Questions to answer
A. Answer these from the Virgin Australia sale report:
(i) What price was agreed for the sale?
(ii) On what date was Virgin Australia placed into voluntary administration?
(iii) How many employees does Virgin have?
B. In one to three sentences, explain why Virgin Australia collapsed, according to the Virgin Australia sale report.
C. Carry on the Virgin Australia sale report from its final sentence.

Passage shown

* * * *

US private equity firm Bain Capital is the new owner of Virgin Australia, with the largest group of creditors voting in favour of the $3.5 billion sale on Friday.

Unions representing many of Virgin’s 9,000 employees voted yes to the sale of Australia’s second-biggest airline at a lengthy creditors meeting.

Virgin Australia has been one of the biggest corporate casualties of the coronavirus crisis, making a third of its workforce redundant.

It was one of the Asia-Pacific region’s first airlines to fall when it was placed into voluntary administration on April 21, with debts of $6.8 billion.

It collapsed after its biggest shareholders, including Richard Branson’s Virgin Group, and the Federal Government declined to give additional funding to save the airline.

Bain Capital’s plan is now seen as the company’s fastest route to recovery.

* * * *

Supplied information
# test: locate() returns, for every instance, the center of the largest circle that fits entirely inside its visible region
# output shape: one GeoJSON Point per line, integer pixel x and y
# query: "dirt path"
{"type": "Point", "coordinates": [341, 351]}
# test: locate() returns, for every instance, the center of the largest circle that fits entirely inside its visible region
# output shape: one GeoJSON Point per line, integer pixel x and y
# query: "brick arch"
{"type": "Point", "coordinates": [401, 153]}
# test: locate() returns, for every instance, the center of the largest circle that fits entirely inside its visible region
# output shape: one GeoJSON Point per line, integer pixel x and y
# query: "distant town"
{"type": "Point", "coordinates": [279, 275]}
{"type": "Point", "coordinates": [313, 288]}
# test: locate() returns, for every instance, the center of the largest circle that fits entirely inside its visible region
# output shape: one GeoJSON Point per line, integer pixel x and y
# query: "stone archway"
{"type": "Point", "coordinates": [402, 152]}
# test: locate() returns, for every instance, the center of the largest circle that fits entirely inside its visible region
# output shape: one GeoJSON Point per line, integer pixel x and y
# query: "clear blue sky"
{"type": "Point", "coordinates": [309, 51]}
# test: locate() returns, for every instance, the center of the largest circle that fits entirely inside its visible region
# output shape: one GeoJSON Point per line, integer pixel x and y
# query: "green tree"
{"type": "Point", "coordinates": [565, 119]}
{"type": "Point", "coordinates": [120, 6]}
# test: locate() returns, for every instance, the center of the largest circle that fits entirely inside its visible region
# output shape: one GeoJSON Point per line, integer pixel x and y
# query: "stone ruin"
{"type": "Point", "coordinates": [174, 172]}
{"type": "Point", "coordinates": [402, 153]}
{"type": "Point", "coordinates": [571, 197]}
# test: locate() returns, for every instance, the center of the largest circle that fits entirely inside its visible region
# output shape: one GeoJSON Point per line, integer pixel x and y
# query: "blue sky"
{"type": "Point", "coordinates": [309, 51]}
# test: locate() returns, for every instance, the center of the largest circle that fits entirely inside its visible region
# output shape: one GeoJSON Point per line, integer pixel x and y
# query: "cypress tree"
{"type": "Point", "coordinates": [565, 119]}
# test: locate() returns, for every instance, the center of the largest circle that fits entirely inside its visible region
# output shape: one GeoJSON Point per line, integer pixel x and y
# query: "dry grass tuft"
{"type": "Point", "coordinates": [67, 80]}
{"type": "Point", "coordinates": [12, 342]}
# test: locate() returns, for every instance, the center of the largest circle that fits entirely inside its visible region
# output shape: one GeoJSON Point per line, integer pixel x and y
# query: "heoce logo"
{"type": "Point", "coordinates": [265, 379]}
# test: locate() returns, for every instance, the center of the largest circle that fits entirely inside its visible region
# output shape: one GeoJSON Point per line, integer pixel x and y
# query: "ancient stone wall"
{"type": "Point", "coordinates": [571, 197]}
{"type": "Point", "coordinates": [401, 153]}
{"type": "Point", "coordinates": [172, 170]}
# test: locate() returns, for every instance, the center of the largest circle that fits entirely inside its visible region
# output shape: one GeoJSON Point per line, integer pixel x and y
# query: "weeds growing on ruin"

* * * *

Per-task answers
A.
(i) $3.5 billion.
(ii) April 21.
(iii) 9,000.

B. Virgin Australia collapsed because its biggest shareholders, including Richard Branson's Virgin Group, and the Federal Government declined to give the airline additional funding to save it.

C.
The Boston-based firm has vowed to keep thousands of jobs, honour all employee entitlements and carry forward all travel credits and Velocity frequent flyer booked flights.

It has also said it will invest in regional services, although they will be likely cut down.

Virgin will no longer operate as a full-service carrier like Qantas, although the revamped airline will maintain key routes internationally.

When flights resume post-COVID, the airline will be operating a much smaller fleet of Boeing 737s.

Virgin Australia chief executive Paul Scurrah has said he expects to have between 30 and 60 Boeing 737s in the air by the middle of 2021, depending on demand.